**Énoncé écrit 1:** D'après l'article sur Jean Remillieux, jusqu'à quand la vie du grand séminaire l'a-t-elle tenu à l'écart du monde ?

Il est difficile de retracer le détail des activités sillonnistes de Jean Remillieux car finalement peu de documents nous le donnent à voir dans son quotidien. Les textes de Victor Carlhian inclus dans l’ouvrage publié par son frère en 1916 demeurent beaucoup trop confinés dans le registre de la spiritualité pour qu’on puisse saisir le militant. Choisis par Laurent Remillieux, ces textes révèlent surtout la fascination que le clerc exerçait sur le laïc ou, à la limite, évoquent l’orientation que le futur prêtre désirait donner à sa carrière. On possède cependant une idée de la portée de son engagement puisqu’on sait qu’il écrivait dans le bulletin des sillonnistes lyonnais. Il est vrai que jusqu’à l’été 1908, la vie du grand séminaire le retint à l’écart du monde. Les visites que lui rendait Victor Carlhian se résumaient à de « courtes rencontres » au parloir, parfois à une promenade sur la terrasse qu’ils « arpent[aient] de long en large », le temps d’une conversation 153 . Il lui restait les vacances pour participer activement au mouvement sillonniste. Son attachement au Sillon se renforçait, jusqu’à se présenter comme inséparable de la réalisation de sa vocation religieuse. C’était lui qui donnait le ton de l’engagement familial et qui suivait le plus régulièrement possible le cours de la vie du Sillon lyonnais. Chaque fois que son frère aîné avait à participer plus directement au mouvement, il s’en référait à Jean pour lui demander des conseils théoriques ou pratiques sur la position qu’un clerc devait adopter au milieu de sillonnistes, sur la tâche apostolique qu’il devait remplir. En matière sillonniste, la correspondance familiale érigeait Jean Remillieux en référence pour le reste de la fratrie.

**Énoncé écrit 2:** Convertissez en liste JSON de chaînes les lignes des enregistrements, de la ligne contenant "Every instance of the tree" à la ligne contenant "pixel 754 381", ces deux lignes incluses. Produisez une chaîne par ligne et omettez les lignes vides.

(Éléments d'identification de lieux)
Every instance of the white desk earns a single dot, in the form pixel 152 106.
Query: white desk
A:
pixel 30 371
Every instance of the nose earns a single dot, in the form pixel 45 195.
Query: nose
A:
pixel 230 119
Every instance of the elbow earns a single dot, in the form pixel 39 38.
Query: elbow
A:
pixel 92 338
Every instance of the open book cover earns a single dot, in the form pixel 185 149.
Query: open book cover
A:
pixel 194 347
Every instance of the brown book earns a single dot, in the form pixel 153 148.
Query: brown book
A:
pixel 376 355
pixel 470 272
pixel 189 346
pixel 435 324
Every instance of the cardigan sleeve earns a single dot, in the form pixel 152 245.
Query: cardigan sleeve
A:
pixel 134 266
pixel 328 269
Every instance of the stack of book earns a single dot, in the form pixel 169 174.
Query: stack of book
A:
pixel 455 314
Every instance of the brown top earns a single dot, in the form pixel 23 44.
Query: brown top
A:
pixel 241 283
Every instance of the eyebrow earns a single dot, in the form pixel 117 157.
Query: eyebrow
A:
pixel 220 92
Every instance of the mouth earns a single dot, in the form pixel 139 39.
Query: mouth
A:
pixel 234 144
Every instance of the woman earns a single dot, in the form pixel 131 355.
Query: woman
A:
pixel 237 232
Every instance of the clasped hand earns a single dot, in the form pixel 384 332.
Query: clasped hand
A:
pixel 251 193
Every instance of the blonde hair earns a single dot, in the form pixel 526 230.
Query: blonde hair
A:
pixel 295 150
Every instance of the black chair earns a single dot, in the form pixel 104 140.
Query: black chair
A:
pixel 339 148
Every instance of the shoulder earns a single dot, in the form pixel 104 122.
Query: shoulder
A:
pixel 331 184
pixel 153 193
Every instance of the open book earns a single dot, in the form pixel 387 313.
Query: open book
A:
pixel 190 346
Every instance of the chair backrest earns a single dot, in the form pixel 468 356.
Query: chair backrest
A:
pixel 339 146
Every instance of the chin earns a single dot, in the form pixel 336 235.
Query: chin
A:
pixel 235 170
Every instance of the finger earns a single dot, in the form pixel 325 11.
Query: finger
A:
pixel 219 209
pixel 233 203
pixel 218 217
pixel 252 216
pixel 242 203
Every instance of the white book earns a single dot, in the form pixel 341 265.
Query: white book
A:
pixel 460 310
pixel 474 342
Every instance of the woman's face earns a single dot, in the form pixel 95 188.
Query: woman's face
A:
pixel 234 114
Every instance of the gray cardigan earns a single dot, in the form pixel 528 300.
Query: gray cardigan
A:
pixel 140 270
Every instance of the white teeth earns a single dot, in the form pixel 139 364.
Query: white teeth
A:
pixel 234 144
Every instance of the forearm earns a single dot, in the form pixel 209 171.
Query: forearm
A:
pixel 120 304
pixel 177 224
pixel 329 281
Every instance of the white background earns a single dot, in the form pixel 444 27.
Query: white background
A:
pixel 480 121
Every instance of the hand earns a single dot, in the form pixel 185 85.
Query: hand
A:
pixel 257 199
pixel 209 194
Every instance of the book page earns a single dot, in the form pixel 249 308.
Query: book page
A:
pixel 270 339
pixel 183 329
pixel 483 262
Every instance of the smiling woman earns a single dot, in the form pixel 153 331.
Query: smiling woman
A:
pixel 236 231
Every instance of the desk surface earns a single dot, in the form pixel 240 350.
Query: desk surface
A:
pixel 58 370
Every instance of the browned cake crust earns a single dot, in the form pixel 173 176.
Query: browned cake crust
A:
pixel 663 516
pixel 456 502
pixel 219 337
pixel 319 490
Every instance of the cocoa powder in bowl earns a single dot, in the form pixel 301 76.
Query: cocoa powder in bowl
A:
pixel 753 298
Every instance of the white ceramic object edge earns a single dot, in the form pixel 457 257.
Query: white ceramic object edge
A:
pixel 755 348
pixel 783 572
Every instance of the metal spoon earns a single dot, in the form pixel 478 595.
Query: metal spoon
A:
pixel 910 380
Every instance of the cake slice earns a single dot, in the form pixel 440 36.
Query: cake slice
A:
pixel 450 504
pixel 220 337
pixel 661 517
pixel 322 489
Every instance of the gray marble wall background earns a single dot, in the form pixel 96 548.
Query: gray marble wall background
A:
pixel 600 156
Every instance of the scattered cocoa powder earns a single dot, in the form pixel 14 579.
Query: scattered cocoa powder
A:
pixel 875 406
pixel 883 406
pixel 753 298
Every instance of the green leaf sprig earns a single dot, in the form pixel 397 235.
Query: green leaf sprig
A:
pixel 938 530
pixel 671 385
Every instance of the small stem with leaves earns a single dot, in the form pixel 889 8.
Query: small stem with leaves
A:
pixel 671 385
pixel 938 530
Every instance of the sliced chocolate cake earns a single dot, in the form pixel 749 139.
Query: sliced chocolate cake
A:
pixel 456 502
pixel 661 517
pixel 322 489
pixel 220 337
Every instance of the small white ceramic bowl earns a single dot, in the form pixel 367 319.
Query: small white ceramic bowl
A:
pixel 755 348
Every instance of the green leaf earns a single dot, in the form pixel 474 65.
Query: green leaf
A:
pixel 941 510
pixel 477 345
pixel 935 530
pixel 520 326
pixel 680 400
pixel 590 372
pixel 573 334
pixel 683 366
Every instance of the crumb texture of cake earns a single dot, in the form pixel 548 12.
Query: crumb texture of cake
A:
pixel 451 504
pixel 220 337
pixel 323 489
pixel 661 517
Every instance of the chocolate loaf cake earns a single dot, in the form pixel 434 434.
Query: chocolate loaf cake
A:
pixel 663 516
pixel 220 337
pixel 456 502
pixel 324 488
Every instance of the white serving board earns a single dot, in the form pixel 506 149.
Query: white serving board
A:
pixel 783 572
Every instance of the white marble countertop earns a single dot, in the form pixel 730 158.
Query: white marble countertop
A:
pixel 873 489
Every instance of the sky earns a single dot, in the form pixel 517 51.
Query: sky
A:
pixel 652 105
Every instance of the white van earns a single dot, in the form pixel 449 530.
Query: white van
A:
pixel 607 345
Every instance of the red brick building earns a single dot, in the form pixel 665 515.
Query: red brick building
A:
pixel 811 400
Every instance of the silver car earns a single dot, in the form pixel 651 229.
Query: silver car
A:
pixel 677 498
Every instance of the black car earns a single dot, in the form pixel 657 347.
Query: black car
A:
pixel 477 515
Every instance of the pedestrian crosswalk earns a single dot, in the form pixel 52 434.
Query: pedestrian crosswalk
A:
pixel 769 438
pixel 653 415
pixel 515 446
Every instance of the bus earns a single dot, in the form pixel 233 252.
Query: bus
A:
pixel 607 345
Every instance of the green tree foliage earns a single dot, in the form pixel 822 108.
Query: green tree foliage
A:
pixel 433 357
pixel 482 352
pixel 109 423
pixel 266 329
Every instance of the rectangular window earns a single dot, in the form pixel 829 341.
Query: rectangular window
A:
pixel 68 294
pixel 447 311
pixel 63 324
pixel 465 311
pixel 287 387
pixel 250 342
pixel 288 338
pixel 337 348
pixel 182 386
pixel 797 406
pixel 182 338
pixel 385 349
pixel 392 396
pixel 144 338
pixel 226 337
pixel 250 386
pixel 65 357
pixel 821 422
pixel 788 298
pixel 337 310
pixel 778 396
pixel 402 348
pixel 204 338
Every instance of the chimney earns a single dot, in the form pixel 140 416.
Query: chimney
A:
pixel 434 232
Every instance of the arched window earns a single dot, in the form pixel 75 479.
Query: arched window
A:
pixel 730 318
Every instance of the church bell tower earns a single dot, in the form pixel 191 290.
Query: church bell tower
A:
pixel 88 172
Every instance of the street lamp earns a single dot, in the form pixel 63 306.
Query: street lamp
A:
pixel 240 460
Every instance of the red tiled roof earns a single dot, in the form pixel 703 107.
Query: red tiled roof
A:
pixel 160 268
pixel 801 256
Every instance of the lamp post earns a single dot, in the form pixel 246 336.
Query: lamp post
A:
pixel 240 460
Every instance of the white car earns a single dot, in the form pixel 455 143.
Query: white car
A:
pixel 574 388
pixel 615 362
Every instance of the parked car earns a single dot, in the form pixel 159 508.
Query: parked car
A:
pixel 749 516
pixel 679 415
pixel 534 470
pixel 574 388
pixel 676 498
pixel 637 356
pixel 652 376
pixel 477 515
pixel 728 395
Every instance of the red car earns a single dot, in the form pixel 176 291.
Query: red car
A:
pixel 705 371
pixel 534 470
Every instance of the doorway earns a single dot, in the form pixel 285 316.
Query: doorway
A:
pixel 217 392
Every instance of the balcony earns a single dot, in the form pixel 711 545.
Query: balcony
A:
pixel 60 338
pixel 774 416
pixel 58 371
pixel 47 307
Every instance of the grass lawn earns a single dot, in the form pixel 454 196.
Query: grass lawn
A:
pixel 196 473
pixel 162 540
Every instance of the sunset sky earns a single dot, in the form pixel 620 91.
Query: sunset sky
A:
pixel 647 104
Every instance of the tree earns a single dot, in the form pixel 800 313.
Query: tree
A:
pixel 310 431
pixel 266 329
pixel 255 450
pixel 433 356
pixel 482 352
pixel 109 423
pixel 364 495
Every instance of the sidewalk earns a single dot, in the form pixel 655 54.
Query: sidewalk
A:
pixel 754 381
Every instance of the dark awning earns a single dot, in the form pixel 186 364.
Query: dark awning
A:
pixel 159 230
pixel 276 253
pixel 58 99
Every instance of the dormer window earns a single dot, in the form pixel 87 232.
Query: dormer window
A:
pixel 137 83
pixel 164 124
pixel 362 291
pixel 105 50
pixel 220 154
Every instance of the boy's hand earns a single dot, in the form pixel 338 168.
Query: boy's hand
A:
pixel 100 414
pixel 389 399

**Résultat obtenu 1:** Jusqu'à l'été 1908.

**Résultat obtenu 2:**
[
  "Every instance of the tree earns a single dot, in the form pixel 800 313.",
  "Query: tree",
  "A:",
  "pixel 310 431",
  "pixel 266 329",
  "pixel 255 450",
  "pixel 433 356",
  "pixel 482 352",
  "pixel 109 423",
  "pixel 364 495",
  "Every instance of the sidewalk earns a single dot, in the form pixel 655 54.",
  "Query: sidewalk",
  "A:",
  "pixel 754 381"
]